-- Opening Marker --

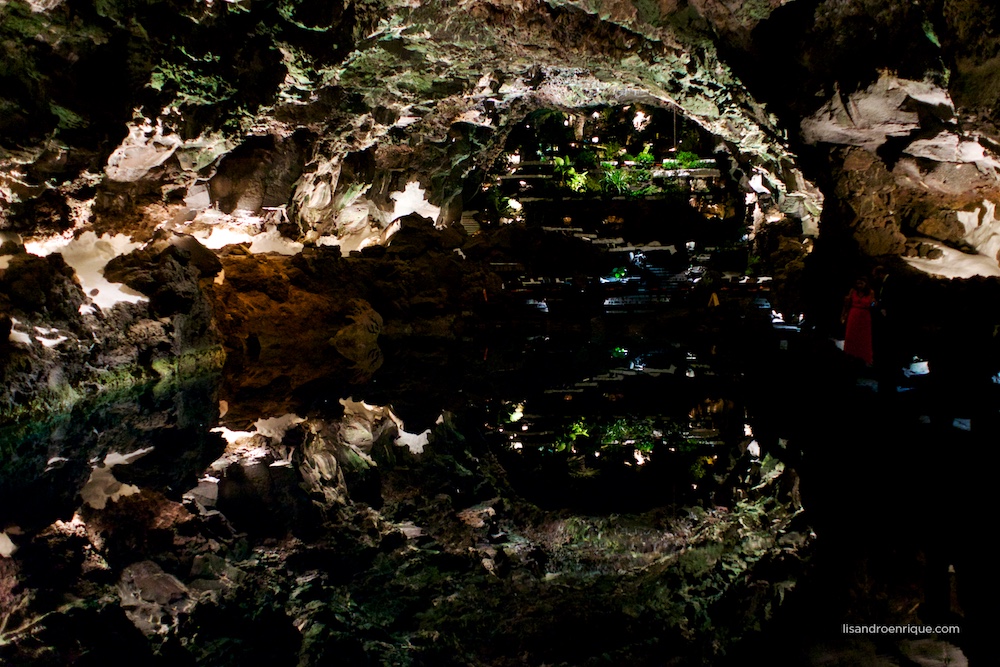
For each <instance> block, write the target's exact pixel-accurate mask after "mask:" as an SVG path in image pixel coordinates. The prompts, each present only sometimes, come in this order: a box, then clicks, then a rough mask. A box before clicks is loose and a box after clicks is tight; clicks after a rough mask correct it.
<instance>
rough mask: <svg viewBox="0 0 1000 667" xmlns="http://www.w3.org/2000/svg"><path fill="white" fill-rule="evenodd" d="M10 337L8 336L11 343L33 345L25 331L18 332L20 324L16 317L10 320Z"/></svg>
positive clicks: (30, 336) (20, 331)
mask: <svg viewBox="0 0 1000 667" xmlns="http://www.w3.org/2000/svg"><path fill="white" fill-rule="evenodd" d="M10 323H11V327H10V335H9V336H7V340H9V341H10V342H11V343H21V344H22V345H31V336H30V335H28V334H27V333H25V332H23V331H18V330H17V327H18V325H20V322H18V321H17V318H16V317H12V318H10Z"/></svg>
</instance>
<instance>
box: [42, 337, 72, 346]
mask: <svg viewBox="0 0 1000 667" xmlns="http://www.w3.org/2000/svg"><path fill="white" fill-rule="evenodd" d="M35 339H36V340H37V341H38V342H39V343H41V344H42V345H44V346H45V347H55V346H56V345H58V344H59V343H61V342H63V341H64V340H69V338H67V337H66V336H58V337H56V338H43V337H41V336H36V337H35Z"/></svg>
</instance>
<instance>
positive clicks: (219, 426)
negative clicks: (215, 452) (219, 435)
mask: <svg viewBox="0 0 1000 667" xmlns="http://www.w3.org/2000/svg"><path fill="white" fill-rule="evenodd" d="M211 432H212V433H218V434H220V435H221V436H222V439H223V440H225V441H226V443H227V444H229V445H235V444H236V443H238V442H239V441H241V440H246V439H248V438H252V437H253V436H254V433H253V431H230V430H229V429H228V428H226V427H225V426H219V427H217V428H213V429H212V431H211Z"/></svg>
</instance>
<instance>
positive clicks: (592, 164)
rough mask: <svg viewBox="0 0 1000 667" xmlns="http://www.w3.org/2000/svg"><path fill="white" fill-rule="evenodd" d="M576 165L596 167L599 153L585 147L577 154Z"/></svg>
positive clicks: (576, 158) (585, 166)
mask: <svg viewBox="0 0 1000 667" xmlns="http://www.w3.org/2000/svg"><path fill="white" fill-rule="evenodd" d="M576 165H577V166H578V167H587V168H590V167H596V166H597V153H595V152H594V151H592V150H590V149H589V148H585V149H583V150H582V151H580V152H579V153H578V154H577V156H576Z"/></svg>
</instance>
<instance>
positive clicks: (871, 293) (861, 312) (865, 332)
mask: <svg viewBox="0 0 1000 667" xmlns="http://www.w3.org/2000/svg"><path fill="white" fill-rule="evenodd" d="M848 298H849V299H850V308H849V309H848V311H847V330H846V333H845V334H844V352H846V353H847V354H849V355H851V356H852V357H857V358H858V359H861V360H862V361H864V362H865V363H866V364H868V365H869V366H870V365H871V363H872V306H874V305H875V294H874V293H869V294H868V295H867V296H863V295H861V294H858V292H857V290H851V295H850V296H849V297H848Z"/></svg>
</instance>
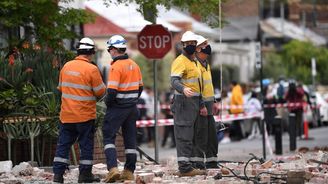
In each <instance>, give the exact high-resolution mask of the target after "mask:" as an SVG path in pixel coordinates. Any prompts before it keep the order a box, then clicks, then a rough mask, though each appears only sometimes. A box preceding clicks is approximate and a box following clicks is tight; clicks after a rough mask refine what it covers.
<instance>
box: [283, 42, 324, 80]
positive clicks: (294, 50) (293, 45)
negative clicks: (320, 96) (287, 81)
mask: <svg viewBox="0 0 328 184" xmlns="http://www.w3.org/2000/svg"><path fill="white" fill-rule="evenodd" d="M283 48H284V49H283V51H282V53H281V56H282V60H283V66H284V67H285V68H286V71H287V76H288V77H290V78H295V79H297V80H300V81H302V82H304V83H311V80H312V76H311V58H315V59H316V65H317V66H316V68H317V80H318V81H319V83H321V84H328V73H327V69H328V64H327V58H328V49H327V48H325V47H316V46H314V45H313V44H312V43H310V42H301V41H296V40H294V41H291V42H289V43H288V44H286V45H284V47H283Z"/></svg>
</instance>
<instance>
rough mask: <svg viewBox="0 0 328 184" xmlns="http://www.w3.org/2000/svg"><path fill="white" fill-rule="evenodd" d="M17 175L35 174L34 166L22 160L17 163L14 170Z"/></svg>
mask: <svg viewBox="0 0 328 184" xmlns="http://www.w3.org/2000/svg"><path fill="white" fill-rule="evenodd" d="M11 172H12V173H13V174H14V175H15V176H30V175H32V174H33V167H32V166H31V165H30V164H29V163H27V162H21V163H20V164H19V165H16V166H15V167H14V168H13V169H12V171H11Z"/></svg>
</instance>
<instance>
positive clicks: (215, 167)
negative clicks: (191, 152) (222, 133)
mask: <svg viewBox="0 0 328 184" xmlns="http://www.w3.org/2000/svg"><path fill="white" fill-rule="evenodd" d="M210 55H211V46H210V45H209V44H208V41H207V39H205V38H204V37H203V36H201V35H197V48H196V59H197V60H198V61H199V63H200V64H201V65H200V67H201V71H202V84H203V87H202V98H203V101H204V103H205V106H206V109H207V116H200V120H199V121H197V122H196V123H195V135H194V137H195V138H194V151H193V156H192V158H191V161H192V162H193V165H194V167H195V168H198V169H206V168H217V167H218V166H217V164H218V163H217V153H218V141H217V137H216V128H215V120H214V117H213V111H212V110H213V109H214V110H215V111H216V112H217V110H218V109H216V108H215V107H217V106H214V102H215V98H214V88H213V84H212V74H211V68H210V65H209V63H208V61H207V58H208V57H209V56H210ZM216 112H214V113H216ZM204 153H205V156H206V161H205V160H204Z"/></svg>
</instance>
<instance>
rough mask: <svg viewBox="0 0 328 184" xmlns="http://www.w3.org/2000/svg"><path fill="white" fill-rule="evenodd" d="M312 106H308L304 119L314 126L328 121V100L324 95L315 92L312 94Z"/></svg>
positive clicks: (316, 92)
mask: <svg viewBox="0 0 328 184" xmlns="http://www.w3.org/2000/svg"><path fill="white" fill-rule="evenodd" d="M311 103H312V108H310V107H309V106H307V107H306V110H305V112H304V121H307V122H309V123H310V124H311V125H312V126H313V127H317V126H320V125H321V123H327V122H328V102H326V101H325V100H324V98H323V96H322V95H321V94H320V93H318V92H315V93H314V94H312V95H311Z"/></svg>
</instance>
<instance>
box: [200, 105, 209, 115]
mask: <svg viewBox="0 0 328 184" xmlns="http://www.w3.org/2000/svg"><path fill="white" fill-rule="evenodd" d="M199 114H200V115H201V116H207V109H206V107H205V106H204V107H202V108H200V110H199Z"/></svg>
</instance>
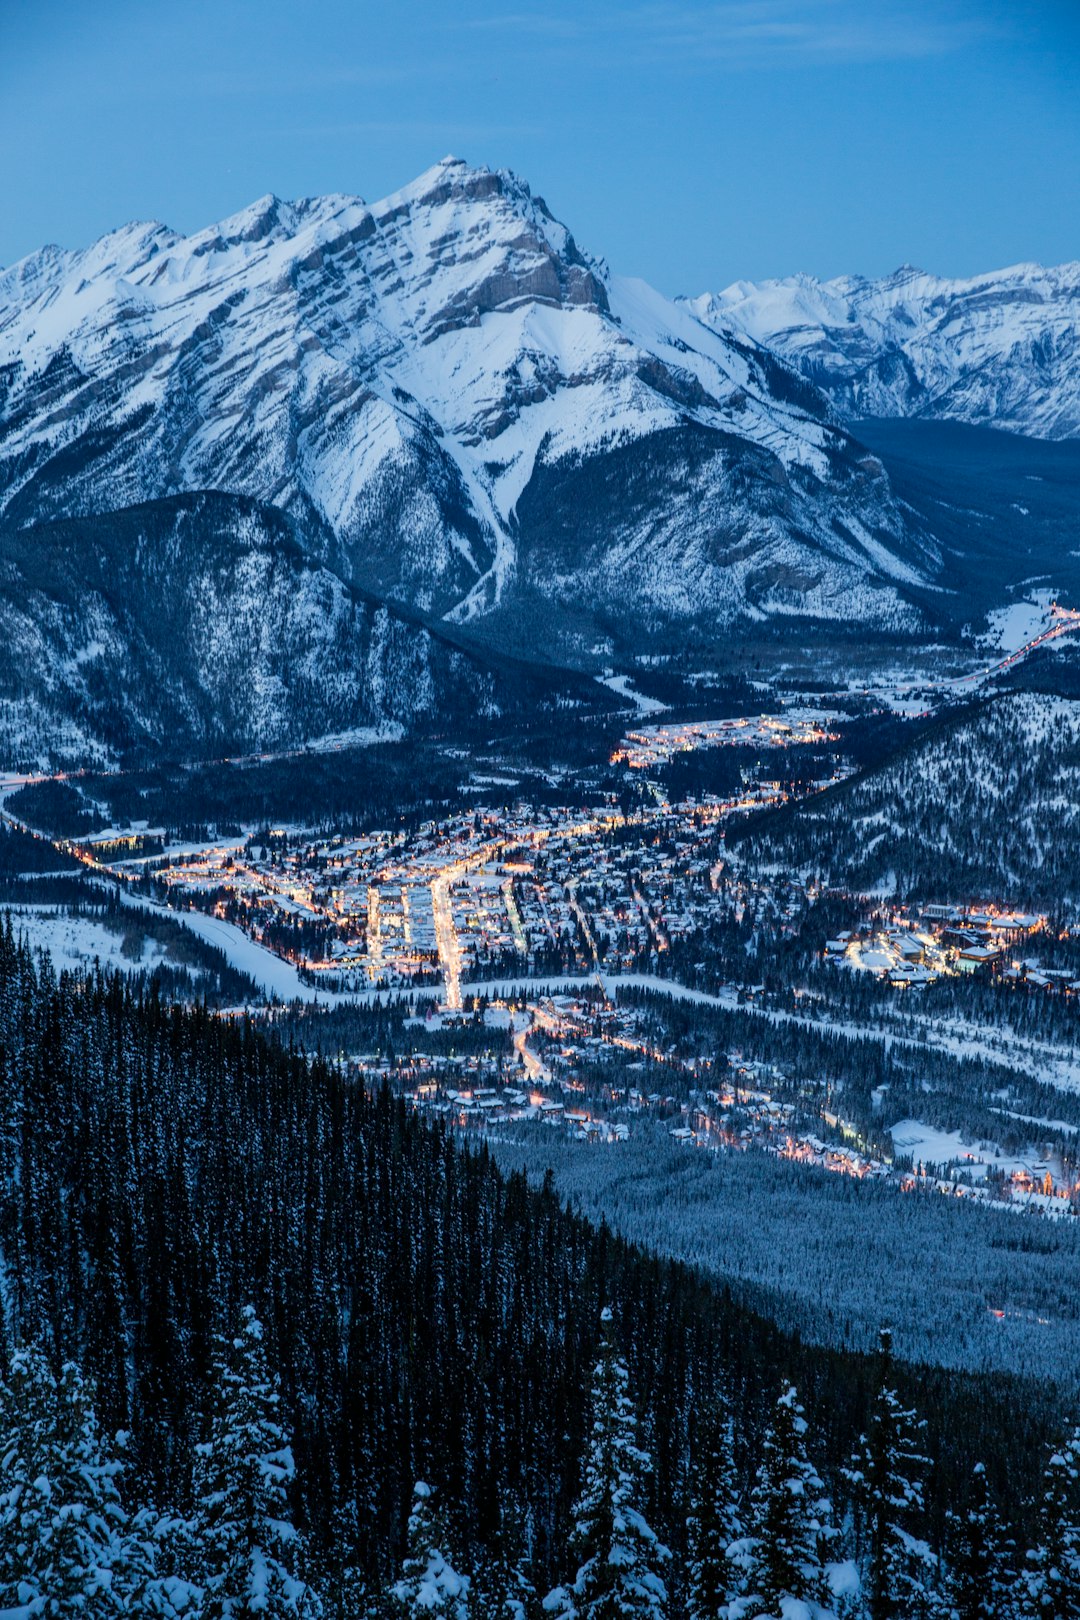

-- Closing Marker --

* _Task to carry out_
Among the lines of the data, some contain the word "before". How many are there? Reply with the number alone.

* _Response_
2